Problem details:
Reproduce the following records exactly from the line containing "If you could identify the weathered" onward, ending with the last line and including it.

Materials provided:
■ ■ ■ ■ ■

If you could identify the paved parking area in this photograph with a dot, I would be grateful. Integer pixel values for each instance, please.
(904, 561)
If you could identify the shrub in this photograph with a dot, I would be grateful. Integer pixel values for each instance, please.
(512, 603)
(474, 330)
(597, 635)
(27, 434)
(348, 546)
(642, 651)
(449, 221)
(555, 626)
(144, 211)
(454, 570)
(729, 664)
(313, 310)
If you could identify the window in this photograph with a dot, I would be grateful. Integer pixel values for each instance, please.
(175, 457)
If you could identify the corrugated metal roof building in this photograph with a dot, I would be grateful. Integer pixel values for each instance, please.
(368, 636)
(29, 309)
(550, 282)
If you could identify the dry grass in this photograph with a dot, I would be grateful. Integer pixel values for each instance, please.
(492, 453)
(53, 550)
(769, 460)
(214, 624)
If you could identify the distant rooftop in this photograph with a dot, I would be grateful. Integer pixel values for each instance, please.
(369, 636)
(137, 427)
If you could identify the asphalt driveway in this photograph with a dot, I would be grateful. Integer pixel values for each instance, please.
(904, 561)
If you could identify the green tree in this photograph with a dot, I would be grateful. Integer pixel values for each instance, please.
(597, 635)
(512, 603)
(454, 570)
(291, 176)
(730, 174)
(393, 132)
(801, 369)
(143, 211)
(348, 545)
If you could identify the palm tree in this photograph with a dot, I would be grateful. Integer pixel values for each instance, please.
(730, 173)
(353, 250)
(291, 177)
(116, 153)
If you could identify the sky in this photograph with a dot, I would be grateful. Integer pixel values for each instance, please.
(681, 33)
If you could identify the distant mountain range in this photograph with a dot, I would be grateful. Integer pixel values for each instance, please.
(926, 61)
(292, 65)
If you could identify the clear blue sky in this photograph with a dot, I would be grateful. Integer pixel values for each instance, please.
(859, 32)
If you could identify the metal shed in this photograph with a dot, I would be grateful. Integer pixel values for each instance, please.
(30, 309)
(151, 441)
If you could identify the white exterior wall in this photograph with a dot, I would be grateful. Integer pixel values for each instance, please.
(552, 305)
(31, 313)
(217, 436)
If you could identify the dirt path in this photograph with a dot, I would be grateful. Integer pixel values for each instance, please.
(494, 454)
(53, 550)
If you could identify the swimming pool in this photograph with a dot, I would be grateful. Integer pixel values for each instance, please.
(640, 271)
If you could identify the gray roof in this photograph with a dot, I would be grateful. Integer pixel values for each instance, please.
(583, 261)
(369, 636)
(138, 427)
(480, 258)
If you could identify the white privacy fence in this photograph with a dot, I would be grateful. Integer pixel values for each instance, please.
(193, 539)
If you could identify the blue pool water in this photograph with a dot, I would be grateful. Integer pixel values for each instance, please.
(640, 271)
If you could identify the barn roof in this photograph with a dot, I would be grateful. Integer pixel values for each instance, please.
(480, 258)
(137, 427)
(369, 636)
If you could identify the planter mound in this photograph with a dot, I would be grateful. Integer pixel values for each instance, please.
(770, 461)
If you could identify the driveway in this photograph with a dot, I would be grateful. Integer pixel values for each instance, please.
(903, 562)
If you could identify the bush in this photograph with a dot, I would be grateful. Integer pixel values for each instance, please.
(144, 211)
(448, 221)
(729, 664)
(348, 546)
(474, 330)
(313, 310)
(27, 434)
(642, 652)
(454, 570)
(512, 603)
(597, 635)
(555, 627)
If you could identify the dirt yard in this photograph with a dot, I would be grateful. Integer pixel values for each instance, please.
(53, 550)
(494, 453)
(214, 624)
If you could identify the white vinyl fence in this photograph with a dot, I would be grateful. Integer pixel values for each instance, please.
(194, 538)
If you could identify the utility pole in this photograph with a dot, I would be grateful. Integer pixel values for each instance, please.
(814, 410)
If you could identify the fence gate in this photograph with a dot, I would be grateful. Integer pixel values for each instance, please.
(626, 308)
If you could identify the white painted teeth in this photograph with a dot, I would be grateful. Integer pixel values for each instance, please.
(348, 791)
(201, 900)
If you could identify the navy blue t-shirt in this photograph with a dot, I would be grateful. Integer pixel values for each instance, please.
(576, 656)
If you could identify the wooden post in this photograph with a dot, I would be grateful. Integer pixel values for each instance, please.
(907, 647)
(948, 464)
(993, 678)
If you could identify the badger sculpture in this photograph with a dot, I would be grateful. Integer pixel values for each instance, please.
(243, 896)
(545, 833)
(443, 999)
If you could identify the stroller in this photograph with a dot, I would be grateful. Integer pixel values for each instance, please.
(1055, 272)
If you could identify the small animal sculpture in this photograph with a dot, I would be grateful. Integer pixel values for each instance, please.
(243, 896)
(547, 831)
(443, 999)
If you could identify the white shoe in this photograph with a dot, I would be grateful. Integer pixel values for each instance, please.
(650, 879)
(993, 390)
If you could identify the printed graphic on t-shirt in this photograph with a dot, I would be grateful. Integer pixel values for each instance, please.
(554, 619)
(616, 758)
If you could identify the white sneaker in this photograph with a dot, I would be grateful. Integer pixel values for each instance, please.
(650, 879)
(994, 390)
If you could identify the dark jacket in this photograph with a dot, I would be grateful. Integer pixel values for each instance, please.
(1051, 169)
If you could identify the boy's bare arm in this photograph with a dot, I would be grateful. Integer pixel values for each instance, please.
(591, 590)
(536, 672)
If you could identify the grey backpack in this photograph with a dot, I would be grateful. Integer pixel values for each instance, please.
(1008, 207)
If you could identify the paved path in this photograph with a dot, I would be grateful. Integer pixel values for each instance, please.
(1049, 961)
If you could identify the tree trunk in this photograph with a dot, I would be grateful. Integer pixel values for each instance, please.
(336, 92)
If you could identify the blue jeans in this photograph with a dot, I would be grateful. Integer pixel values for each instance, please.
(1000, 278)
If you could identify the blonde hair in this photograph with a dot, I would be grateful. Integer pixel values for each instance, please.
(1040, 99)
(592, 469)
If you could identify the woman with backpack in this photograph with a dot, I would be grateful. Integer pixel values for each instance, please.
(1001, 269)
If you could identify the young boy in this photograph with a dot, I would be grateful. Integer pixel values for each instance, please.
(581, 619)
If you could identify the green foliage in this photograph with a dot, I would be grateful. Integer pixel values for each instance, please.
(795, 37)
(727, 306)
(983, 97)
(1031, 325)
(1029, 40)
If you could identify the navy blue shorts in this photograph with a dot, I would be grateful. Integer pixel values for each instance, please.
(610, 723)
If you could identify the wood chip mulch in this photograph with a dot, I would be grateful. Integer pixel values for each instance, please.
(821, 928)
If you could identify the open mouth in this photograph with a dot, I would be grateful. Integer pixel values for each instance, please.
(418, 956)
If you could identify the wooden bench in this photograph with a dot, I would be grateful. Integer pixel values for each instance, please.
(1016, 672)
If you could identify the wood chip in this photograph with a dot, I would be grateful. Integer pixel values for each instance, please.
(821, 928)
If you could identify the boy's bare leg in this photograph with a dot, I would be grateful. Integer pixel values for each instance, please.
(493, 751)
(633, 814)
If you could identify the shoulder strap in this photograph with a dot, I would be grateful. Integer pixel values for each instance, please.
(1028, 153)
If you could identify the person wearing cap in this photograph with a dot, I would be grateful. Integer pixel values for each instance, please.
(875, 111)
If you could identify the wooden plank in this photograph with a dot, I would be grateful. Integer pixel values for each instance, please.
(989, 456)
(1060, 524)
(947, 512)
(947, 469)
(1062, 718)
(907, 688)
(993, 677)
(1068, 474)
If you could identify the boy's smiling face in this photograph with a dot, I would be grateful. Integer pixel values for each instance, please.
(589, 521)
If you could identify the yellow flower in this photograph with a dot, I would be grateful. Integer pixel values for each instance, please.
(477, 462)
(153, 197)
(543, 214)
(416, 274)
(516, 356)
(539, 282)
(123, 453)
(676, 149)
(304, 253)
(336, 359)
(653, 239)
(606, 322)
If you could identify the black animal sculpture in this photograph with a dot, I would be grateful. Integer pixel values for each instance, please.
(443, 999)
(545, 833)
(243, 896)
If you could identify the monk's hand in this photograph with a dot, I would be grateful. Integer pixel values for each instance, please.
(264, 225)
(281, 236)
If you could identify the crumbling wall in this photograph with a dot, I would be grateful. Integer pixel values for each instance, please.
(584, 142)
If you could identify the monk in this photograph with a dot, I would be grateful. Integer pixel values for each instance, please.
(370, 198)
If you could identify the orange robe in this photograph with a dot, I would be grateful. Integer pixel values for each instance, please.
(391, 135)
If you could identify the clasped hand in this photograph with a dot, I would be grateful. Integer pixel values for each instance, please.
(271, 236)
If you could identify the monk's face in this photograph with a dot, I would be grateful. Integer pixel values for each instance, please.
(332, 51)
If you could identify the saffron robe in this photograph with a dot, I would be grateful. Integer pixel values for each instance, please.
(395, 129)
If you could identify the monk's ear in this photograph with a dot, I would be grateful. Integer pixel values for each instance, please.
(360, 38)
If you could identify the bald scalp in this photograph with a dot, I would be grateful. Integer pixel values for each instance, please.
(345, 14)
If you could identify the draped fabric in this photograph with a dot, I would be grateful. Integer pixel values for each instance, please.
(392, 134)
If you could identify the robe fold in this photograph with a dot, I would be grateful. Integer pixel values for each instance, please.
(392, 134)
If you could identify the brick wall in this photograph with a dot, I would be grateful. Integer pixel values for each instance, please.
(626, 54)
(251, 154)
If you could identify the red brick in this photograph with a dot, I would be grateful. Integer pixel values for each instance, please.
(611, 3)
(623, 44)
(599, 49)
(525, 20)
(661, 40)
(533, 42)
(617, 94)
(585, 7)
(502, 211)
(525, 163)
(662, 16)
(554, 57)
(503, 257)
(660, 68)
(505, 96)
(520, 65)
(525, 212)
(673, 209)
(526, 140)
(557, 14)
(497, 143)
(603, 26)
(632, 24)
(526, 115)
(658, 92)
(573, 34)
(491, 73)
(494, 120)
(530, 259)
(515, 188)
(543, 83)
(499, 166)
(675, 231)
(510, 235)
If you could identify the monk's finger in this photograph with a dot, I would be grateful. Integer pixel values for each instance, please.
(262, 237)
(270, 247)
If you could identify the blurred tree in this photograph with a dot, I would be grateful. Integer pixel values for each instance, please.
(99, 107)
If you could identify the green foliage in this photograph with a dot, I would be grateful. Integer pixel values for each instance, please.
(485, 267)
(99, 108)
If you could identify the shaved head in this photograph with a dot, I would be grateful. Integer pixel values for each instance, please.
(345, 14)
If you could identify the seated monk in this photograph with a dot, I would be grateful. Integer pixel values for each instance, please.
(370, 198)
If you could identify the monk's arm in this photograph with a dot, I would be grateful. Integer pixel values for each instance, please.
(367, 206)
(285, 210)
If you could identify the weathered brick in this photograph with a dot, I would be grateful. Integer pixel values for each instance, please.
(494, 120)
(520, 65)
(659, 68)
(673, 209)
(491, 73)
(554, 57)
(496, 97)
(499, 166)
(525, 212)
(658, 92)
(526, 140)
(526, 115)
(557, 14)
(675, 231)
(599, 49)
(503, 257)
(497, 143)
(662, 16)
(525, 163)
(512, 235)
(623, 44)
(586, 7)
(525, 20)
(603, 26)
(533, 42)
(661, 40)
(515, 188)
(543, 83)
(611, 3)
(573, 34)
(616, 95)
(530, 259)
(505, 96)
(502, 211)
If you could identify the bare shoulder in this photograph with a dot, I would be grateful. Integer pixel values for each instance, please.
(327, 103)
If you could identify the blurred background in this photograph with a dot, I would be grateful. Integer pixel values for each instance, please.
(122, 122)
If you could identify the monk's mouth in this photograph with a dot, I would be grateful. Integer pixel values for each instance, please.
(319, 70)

■ ■ ■ ■ ■

Final result:
If you could identify the weathered brick in this photograph with a dot, I would be grateful. Integer pixel values for each instance, please.
(494, 120)
(520, 65)
(659, 68)
(673, 209)
(491, 73)
(554, 57)
(496, 97)
(499, 166)
(525, 212)
(658, 92)
(526, 140)
(526, 115)
(557, 14)
(675, 231)
(599, 49)
(503, 257)
(497, 143)
(662, 16)
(525, 163)
(512, 235)
(623, 44)
(586, 7)
(525, 20)
(603, 26)
(533, 42)
(661, 40)
(515, 188)
(543, 83)
(611, 3)
(573, 34)
(616, 95)
(530, 259)
(505, 96)
(502, 211)
If you could identify the bare shoulder in this photograph with a dot, I would be grateful. Integer pixel values for each instance, please.
(327, 103)
If you could identify the blurred background in this photograph with a dot, I would be grateful. Integer pixel values for each instance, please.
(122, 122)
If you could identify the monk's mouth in this photograph with a dot, I would be grateful. Integer pixel values for each instance, please.
(319, 70)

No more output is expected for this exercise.